** begin Input material **

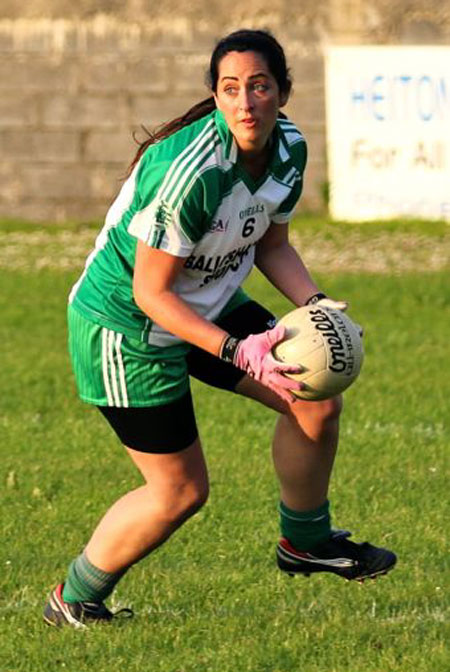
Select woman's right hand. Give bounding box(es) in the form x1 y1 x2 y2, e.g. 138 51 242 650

** end Input material **
** begin Input material **

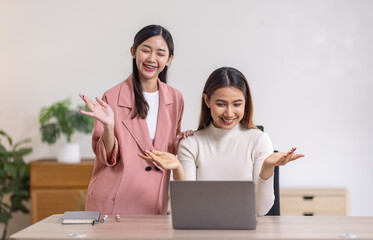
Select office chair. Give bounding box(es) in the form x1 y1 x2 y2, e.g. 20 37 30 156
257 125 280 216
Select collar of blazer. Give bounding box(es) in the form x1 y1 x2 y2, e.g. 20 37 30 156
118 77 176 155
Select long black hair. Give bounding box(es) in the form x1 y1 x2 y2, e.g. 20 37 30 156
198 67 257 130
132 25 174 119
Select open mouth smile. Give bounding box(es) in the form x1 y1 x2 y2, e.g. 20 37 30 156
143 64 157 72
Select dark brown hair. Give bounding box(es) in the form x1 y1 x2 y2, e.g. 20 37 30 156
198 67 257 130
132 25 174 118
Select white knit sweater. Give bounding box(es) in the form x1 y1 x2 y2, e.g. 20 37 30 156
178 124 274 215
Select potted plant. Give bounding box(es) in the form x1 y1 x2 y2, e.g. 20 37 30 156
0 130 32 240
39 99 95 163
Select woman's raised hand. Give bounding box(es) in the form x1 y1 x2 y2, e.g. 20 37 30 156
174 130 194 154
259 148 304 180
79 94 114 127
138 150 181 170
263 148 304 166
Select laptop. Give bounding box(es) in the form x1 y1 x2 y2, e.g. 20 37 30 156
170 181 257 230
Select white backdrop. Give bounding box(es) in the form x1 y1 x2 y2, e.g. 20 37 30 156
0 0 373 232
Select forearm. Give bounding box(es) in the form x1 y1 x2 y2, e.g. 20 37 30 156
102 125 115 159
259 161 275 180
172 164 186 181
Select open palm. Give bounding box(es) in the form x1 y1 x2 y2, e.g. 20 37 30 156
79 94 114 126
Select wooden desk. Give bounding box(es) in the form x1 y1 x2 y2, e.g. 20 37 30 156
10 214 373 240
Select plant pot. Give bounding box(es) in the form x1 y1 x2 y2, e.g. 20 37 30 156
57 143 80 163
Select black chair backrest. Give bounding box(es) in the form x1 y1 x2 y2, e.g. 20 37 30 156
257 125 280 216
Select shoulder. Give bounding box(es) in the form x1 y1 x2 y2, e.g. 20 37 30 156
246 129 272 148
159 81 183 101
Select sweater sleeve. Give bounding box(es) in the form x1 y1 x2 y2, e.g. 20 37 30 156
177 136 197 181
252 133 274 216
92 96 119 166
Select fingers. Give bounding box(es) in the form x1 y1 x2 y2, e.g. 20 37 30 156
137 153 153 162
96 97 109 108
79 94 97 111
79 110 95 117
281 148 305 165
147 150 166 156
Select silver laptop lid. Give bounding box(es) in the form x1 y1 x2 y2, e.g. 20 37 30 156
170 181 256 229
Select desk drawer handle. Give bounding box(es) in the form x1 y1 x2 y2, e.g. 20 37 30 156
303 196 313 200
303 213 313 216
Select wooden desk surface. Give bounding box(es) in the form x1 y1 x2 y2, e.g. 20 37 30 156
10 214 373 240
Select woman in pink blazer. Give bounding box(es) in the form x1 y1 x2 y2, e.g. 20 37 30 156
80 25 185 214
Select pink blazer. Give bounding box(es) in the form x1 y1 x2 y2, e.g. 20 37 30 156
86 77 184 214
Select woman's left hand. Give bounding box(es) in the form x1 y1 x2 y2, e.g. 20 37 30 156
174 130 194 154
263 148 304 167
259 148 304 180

** end Input material **

Can you update the listing from the line with "Select sweater sleeve." to the line with "147 150 166 156" so that "fingers" becomes "digits", with every other part of those lines left as is? Return only those lines.

▶ Exercise response
Select sweater sleeve. Give bounding box(es) in the form x1 y1 x2 y2, e.g. 20 37 30 156
177 136 197 181
252 133 274 216
92 96 119 166
Select digits. Give bounding box(es) in the form x1 y1 x2 y2, e.g. 20 37 30 156
137 153 153 162
96 97 109 108
79 94 97 111
79 110 95 117
281 148 305 165
147 150 166 156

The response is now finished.